§ **Extracted entries**:
--- BEGIN ---

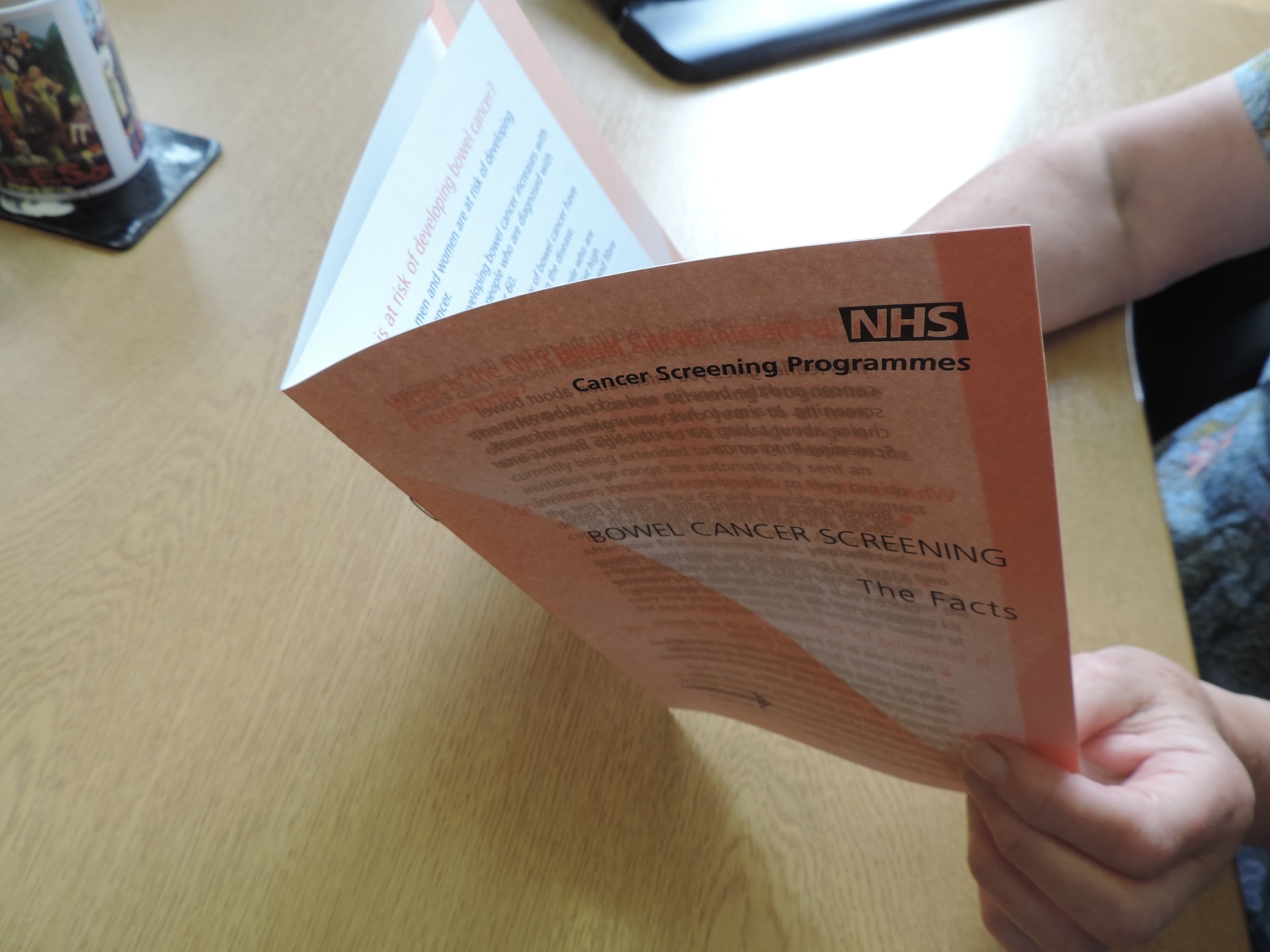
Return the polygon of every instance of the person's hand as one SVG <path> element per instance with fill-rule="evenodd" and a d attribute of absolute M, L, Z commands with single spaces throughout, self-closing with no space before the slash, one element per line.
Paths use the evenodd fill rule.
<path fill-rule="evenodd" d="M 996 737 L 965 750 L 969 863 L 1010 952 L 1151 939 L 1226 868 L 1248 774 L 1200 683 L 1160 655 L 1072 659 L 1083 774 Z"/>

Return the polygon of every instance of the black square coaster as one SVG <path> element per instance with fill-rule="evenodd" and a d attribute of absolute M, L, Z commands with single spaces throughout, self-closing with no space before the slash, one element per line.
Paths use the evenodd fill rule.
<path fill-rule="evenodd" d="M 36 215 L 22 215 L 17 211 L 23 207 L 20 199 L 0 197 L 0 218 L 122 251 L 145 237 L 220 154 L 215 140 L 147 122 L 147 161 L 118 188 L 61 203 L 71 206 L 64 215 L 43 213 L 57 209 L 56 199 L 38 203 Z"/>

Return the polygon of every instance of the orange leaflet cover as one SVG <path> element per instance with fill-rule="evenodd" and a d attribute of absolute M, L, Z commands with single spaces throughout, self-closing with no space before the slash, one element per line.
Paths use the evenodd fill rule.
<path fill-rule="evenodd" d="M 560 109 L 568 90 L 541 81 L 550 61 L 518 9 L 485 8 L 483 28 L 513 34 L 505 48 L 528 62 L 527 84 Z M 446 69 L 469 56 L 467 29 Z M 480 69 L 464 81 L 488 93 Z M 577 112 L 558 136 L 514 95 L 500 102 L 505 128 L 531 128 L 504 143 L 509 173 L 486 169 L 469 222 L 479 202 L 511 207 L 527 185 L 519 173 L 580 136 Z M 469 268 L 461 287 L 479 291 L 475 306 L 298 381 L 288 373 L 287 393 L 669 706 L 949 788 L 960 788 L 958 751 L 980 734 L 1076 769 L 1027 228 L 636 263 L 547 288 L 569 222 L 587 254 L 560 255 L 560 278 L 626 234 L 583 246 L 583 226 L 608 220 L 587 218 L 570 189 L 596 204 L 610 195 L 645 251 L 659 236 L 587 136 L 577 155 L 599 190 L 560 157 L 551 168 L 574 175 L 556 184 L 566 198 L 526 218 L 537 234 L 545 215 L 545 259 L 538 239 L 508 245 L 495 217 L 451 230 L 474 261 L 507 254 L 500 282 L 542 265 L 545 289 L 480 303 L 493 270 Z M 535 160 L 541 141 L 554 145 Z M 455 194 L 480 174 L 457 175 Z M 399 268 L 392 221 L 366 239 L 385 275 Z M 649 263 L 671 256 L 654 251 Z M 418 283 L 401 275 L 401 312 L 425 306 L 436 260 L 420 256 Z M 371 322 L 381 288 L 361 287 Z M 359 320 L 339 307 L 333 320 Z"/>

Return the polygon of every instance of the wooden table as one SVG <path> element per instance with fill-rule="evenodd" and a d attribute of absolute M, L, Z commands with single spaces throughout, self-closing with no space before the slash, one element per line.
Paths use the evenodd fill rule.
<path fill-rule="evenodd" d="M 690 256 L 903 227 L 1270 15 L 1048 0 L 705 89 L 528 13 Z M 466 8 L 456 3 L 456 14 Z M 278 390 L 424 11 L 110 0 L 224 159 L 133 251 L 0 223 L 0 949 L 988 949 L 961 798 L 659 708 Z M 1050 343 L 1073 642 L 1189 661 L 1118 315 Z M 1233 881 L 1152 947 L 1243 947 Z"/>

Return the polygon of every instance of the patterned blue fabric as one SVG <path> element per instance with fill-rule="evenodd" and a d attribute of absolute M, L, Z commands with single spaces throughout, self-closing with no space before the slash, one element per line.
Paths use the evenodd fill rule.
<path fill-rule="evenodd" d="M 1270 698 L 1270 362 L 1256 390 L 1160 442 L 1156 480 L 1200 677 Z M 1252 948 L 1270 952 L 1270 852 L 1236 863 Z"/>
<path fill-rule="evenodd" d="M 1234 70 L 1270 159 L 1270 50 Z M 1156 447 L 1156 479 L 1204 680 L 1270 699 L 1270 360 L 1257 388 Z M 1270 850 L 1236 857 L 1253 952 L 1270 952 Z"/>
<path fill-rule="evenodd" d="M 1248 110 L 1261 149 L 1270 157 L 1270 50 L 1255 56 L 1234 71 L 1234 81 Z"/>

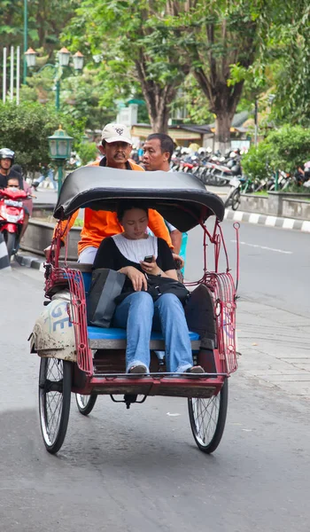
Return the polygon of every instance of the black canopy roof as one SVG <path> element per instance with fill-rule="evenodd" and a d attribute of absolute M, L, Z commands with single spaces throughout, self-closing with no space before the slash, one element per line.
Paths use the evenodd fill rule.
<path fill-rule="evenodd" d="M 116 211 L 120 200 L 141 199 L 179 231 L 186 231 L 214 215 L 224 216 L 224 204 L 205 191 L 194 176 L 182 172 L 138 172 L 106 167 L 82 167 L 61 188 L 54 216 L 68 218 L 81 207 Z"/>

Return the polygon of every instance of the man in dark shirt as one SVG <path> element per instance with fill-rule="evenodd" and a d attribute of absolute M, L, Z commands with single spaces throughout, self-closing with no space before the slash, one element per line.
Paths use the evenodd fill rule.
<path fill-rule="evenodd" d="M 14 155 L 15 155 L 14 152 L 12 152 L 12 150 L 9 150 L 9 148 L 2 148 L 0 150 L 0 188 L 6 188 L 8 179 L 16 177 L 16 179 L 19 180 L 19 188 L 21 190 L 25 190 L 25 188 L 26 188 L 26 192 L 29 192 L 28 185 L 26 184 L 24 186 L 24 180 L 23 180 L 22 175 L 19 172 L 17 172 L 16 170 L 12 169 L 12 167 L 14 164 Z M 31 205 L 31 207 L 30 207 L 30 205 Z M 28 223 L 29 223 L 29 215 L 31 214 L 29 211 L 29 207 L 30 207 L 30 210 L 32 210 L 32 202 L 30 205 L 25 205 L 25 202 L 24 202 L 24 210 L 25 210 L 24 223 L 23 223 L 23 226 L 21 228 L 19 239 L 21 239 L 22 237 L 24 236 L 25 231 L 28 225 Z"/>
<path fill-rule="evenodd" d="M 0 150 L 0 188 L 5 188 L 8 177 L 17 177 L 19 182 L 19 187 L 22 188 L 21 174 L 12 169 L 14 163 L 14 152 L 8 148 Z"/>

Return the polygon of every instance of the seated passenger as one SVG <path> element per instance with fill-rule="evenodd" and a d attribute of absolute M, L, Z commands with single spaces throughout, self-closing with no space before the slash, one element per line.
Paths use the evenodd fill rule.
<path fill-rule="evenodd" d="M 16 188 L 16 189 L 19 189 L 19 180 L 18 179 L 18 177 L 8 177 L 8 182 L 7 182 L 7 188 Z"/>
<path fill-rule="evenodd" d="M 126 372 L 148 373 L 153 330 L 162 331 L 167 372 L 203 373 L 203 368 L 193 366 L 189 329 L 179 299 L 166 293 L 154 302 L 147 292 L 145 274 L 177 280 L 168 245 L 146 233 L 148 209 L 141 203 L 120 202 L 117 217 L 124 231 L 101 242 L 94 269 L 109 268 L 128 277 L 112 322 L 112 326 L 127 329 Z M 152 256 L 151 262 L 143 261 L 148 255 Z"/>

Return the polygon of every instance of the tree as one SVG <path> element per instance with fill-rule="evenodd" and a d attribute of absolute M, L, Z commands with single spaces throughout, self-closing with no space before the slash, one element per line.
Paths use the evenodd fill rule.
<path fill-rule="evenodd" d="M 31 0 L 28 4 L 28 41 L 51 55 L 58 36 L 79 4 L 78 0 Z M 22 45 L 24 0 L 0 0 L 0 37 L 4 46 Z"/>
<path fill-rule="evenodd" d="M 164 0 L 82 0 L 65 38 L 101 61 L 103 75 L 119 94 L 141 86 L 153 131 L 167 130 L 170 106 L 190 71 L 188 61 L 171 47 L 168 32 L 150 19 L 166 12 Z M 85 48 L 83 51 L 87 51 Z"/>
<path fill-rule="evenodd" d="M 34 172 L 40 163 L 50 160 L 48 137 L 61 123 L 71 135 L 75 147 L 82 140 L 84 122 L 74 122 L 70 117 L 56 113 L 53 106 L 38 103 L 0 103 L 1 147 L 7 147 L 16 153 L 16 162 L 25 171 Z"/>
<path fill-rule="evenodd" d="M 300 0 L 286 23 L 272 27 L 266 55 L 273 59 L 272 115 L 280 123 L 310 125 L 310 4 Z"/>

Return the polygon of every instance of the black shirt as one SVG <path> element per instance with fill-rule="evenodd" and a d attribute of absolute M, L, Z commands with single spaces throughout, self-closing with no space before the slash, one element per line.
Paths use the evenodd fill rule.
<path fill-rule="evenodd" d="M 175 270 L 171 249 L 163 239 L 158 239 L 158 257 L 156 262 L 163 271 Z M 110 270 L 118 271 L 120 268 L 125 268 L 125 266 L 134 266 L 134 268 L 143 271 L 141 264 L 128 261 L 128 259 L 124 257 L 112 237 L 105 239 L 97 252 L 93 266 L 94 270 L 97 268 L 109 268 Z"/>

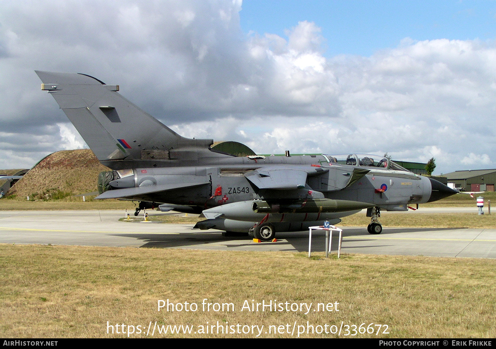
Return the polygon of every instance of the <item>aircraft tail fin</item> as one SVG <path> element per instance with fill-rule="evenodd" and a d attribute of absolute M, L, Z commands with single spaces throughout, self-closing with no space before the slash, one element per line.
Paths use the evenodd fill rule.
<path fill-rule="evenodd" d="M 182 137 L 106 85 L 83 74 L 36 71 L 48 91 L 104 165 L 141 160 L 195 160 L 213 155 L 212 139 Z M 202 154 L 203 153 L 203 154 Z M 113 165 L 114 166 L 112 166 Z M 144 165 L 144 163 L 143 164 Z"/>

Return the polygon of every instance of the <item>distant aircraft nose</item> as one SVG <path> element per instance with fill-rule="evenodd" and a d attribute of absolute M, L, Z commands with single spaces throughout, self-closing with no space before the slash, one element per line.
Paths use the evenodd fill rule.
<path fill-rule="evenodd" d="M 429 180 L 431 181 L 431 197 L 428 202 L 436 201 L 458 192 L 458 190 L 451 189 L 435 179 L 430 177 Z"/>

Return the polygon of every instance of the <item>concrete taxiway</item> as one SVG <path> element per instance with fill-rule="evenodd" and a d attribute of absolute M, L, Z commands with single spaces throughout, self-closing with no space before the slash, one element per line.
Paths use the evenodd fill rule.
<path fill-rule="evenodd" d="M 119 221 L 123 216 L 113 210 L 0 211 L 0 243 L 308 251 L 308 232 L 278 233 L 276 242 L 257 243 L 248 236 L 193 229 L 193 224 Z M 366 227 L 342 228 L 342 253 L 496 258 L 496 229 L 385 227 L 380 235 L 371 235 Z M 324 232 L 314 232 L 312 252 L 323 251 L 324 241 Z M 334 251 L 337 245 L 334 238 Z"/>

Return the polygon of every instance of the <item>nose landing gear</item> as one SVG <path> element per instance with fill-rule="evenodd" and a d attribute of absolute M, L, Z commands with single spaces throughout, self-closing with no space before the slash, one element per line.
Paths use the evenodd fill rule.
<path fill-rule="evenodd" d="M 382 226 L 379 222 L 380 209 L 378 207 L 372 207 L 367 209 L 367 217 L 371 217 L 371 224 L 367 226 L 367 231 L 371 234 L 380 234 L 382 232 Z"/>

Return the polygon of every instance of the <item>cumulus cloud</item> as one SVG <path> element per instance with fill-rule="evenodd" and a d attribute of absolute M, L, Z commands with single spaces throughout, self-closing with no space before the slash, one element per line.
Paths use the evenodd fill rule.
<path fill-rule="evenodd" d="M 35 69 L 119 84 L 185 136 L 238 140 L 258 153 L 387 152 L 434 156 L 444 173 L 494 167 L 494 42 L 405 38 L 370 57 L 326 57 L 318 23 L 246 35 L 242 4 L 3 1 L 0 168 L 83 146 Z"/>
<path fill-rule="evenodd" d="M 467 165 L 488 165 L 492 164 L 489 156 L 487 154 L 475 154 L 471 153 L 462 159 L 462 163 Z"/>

--- END ---

§ **Written task**:
Express the material from the line with "Return the polygon of every instance of the black square" up to and including the line with "560 109 L 568" as a two-column CSV headed instruction and output, one row per pair, each value in a single quoted field with line breaks replaced by spaces.

§ **The completed task**:
instruction,output
"Return the polygon of every instance of the black square coaster as one SVG <path> element per instance with fill-rule=""evenodd"" and a d attribute of absolute M, L, Z commands with single spaces throughout, self-closing with no space before the slash, one element per line. Paths use the evenodd fill rule.","<path fill-rule=""evenodd"" d=""M 36 215 L 22 215 L 17 211 L 23 207 L 20 199 L 0 197 L 0 218 L 122 251 L 145 237 L 220 154 L 215 140 L 147 122 L 147 161 L 118 188 L 61 203 L 71 206 L 64 215 L 43 213 L 57 209 L 56 199 L 38 203 Z""/>"
"Return the polygon of every instance of the orange leaflet cover as one SVG <path> element per instance with fill-rule=""evenodd"" and a d attribute of absolute M, L, Z commands with single spaces throughout, self-closing with no space before the slash, one element per line. Paths use the evenodd fill rule.","<path fill-rule=""evenodd"" d=""M 560 109 L 568 90 L 541 81 L 550 61 L 518 9 L 485 8 L 483 28 L 513 34 L 505 48 L 528 62 L 527 84 Z M 446 69 L 469 56 L 467 29 Z M 480 69 L 464 81 L 488 93 Z M 577 112 L 558 136 L 514 95 L 500 102 L 505 128 L 531 128 L 504 143 L 509 173 L 486 169 L 469 222 L 479 202 L 511 207 L 527 185 L 519 173 L 580 136 Z M 469 268 L 461 287 L 479 291 L 475 306 L 298 381 L 288 373 L 287 393 L 669 706 L 949 788 L 960 788 L 958 751 L 980 734 L 1076 769 L 1027 228 L 636 263 L 547 288 L 569 222 L 587 254 L 560 255 L 560 278 L 626 234 L 583 246 L 583 226 L 608 220 L 587 218 L 570 189 L 596 204 L 610 195 L 645 251 L 659 236 L 587 136 L 577 155 L 599 190 L 560 157 L 551 168 L 574 175 L 556 184 L 566 198 L 526 218 L 537 234 L 545 215 L 545 259 L 538 239 L 508 245 L 495 217 L 451 230 L 474 261 L 507 254 L 500 282 L 542 265 L 545 289 L 480 303 L 493 270 Z M 535 160 L 541 141 L 554 145 Z M 455 194 L 480 174 L 457 175 Z M 399 268 L 392 221 L 366 239 L 385 275 Z M 649 263 L 671 256 L 654 251 Z M 418 283 L 401 275 L 401 312 L 425 306 L 436 260 L 420 256 Z M 371 322 L 381 288 L 361 287 Z M 359 320 L 339 307 L 333 320 Z""/>"